:: Input material
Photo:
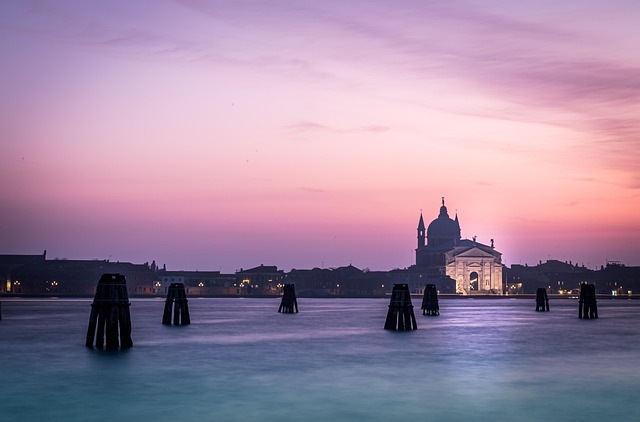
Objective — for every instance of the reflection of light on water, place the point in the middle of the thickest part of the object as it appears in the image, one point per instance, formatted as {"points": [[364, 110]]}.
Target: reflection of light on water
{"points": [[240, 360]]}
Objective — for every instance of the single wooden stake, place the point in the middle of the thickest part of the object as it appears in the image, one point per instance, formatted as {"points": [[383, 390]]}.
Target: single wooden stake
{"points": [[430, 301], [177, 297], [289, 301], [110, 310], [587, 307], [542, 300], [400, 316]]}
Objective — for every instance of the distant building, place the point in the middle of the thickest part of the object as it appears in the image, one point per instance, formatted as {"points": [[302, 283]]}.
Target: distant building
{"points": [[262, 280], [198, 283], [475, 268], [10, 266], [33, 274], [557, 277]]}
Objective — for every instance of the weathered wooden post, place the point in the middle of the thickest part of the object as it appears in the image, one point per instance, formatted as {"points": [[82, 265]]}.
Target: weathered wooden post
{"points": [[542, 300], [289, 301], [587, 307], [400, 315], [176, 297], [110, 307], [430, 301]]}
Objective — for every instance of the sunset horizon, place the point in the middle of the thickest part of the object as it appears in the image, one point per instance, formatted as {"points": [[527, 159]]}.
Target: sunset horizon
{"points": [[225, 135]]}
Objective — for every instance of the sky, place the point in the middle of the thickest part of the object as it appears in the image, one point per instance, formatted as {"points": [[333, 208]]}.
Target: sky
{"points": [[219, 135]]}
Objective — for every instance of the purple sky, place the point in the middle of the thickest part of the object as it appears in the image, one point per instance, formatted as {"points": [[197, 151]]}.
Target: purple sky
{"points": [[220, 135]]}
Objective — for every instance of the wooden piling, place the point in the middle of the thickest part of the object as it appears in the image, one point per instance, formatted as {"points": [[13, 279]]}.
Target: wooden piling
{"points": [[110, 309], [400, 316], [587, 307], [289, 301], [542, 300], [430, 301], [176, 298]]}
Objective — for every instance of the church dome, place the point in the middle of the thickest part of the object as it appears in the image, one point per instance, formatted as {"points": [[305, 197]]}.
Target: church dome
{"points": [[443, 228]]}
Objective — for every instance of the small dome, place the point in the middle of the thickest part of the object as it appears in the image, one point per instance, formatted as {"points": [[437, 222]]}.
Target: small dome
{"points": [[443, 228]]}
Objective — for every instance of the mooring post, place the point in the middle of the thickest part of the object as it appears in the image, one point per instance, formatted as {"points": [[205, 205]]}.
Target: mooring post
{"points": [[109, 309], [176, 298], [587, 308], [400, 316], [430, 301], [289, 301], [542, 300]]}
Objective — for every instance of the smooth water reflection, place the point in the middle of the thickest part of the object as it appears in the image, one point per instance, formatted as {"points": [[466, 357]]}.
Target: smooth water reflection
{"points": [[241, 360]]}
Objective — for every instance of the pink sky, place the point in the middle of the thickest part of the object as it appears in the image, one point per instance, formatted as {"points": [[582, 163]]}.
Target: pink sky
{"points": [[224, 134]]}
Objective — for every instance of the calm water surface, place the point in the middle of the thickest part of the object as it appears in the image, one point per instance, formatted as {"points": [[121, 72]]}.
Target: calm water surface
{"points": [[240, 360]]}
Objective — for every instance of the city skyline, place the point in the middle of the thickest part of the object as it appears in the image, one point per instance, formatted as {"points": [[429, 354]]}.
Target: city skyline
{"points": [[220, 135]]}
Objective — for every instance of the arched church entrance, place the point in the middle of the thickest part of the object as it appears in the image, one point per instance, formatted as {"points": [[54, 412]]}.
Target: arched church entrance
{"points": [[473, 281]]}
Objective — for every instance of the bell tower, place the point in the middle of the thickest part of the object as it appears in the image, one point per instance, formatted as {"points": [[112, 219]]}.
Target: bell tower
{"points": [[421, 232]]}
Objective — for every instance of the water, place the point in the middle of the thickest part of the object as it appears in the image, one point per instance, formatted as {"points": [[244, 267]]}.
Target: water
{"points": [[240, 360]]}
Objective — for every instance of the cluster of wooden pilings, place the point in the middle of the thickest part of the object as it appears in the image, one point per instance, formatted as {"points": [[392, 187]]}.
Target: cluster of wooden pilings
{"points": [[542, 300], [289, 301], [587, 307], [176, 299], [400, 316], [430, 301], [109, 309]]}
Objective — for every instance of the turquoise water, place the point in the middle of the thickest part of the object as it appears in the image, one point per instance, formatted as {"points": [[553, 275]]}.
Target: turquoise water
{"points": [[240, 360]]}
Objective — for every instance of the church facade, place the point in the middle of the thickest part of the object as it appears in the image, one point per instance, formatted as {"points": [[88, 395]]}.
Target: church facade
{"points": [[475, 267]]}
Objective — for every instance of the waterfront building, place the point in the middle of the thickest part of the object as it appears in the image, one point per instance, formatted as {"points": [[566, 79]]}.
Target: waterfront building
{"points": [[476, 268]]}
::::
> What you should do
The result should be all the records, retyped exactly, with no pictures among them.

> Solution for this problem
Photo:
Objective — for every instance of the reflection of light on water, place the point in the middle of the thickest part of the object as it appears in the image, one point per instance, formatted as {"points": [[364, 110]]}.
Target: reflection of light on water
{"points": [[240, 360]]}
Objective — for every instance of the single wooden stake, place the point in the middle of the thickest part of the object as it appears in the image, one point per instance, formatted as {"points": [[383, 390]]}.
Target: single wooden stake
{"points": [[430, 301], [177, 297], [289, 301], [110, 310], [587, 307], [542, 300], [400, 316]]}
Objective — for every instance of the distant building, place the point in the middle of the thickest part of the object as it appears in the image, one point per instance, formatted as {"points": [[302, 283]]}.
Target: distant building
{"points": [[262, 280], [198, 283], [475, 268], [10, 266], [33, 274], [557, 277]]}
Objective — for every instance of the weathered wooden post, place the point in the middle of the thickest part of the object as it appears in the image, one point per instance, formatted as {"points": [[82, 265]]}.
Target: weathered wooden post
{"points": [[542, 300], [289, 301], [587, 307], [400, 315], [176, 297], [110, 307], [430, 301]]}
Objective — for every instance of the sunset horizon, place the point in the middle of the thickest part of the object as it appears in the image, one point per instance, formatted as {"points": [[527, 159]]}.
Target: sunset horizon
{"points": [[225, 135]]}
Objective — for every instance of the sky, place the point in the middle of the thickest part of the object as it appears in the image, one point per instance, formatted as {"points": [[333, 208]]}.
Target: sky
{"points": [[219, 135]]}
Objective — for every instance of the purple sky, place the point in the middle of the thickest part of the object as it appears in the image, one point per instance, formatted as {"points": [[197, 151]]}.
Target: purple sky
{"points": [[220, 135]]}
Objective — for every instance of the wooden piling, place the point in the middle of the thickest part of the object as it appears in the image, one point per instance, formatted as {"points": [[13, 279]]}.
Target: wooden piling
{"points": [[110, 309], [400, 316], [587, 307], [289, 301], [542, 300], [430, 301], [176, 298]]}
Objective — for every instance of the church dome, place the point in the middle of the thickest part of the object as it appears in the image, one point per instance, formatted as {"points": [[305, 197]]}.
Target: church dome
{"points": [[443, 228]]}
Objective — for every instance of the small dome, place the point in the middle of the thickest part of the object as it appears in the image, one point per instance, formatted as {"points": [[437, 222]]}.
Target: small dome
{"points": [[443, 228]]}
Objective — for every instance of the mooring post, place the point in the middle of the thickest part of the object as it appears in the image, one point per instance, formatted as {"points": [[205, 205]]}.
Target: mooring post
{"points": [[109, 309], [176, 298], [587, 308], [400, 316], [430, 301], [289, 301], [542, 300]]}
Objective — for every instance of the smooth water reflection, place the point in the middle of the thickest part of the object as it appears in the image, one point per instance, formatted as {"points": [[466, 357]]}.
Target: smooth water reflection
{"points": [[241, 360]]}
Objective — for every instance of the pink sky, place the point in the middle of the thickest part of the object as it appears in the image, one point per instance, formatted as {"points": [[582, 163]]}.
Target: pink sky
{"points": [[224, 134]]}
Objective — for every instance of the calm water surface, place the point in the middle of the thickest part of the object as it appears in the image, one point per instance, formatted as {"points": [[121, 72]]}.
Target: calm water surface
{"points": [[240, 360]]}
Objective — for every instance of the city skyline, place the point in the middle of the thickest part of the object as it appears in the image, one point per instance, formatted as {"points": [[429, 354]]}.
Target: city skyline
{"points": [[220, 135]]}
Objective — for every instance of the arched church entrance, place the point in the middle of the thickest part of the object as it appears in the image, one point per instance, formatted as {"points": [[54, 412]]}.
Target: arched church entrance
{"points": [[473, 281]]}
Objective — for every instance of the bell tower, place the point in the middle of the thickest part of the object as it appears in the image, one point per instance, formatted as {"points": [[112, 219]]}.
Target: bell tower
{"points": [[421, 232]]}
Objective — for every instance of the water, place the point in the middle of the thickest part of the object as it appears in the image, one point per instance, formatted as {"points": [[244, 267]]}.
Target: water
{"points": [[240, 360]]}
Objective — for every instance of the cluster of wooden pilings, place the point in the middle of the thickest part of the object as it appears in the image, one point per instance, formatted as {"points": [[392, 187]]}.
Target: cluster of wooden pilings
{"points": [[542, 300], [289, 301], [587, 307], [176, 299], [400, 316], [430, 301], [109, 309]]}
Objective — for every instance of the turquoise water, place the point in the middle of the thickest part of the object as it appears in the image, one point per instance, formatted as {"points": [[553, 275]]}.
Target: turquoise water
{"points": [[240, 360]]}
Objective — for every instance of the church facade, place the point in the middle of the thickest part of the object as it appears in the image, one point per instance, formatted as {"points": [[88, 395]]}.
Target: church facade
{"points": [[475, 267]]}
Objective — for every instance of the waterfront building, place the point in the middle of the thickest part of the object as it appears in the image, one point per instance, formatted as {"points": [[566, 79]]}.
Target: waterfront building
{"points": [[476, 268]]}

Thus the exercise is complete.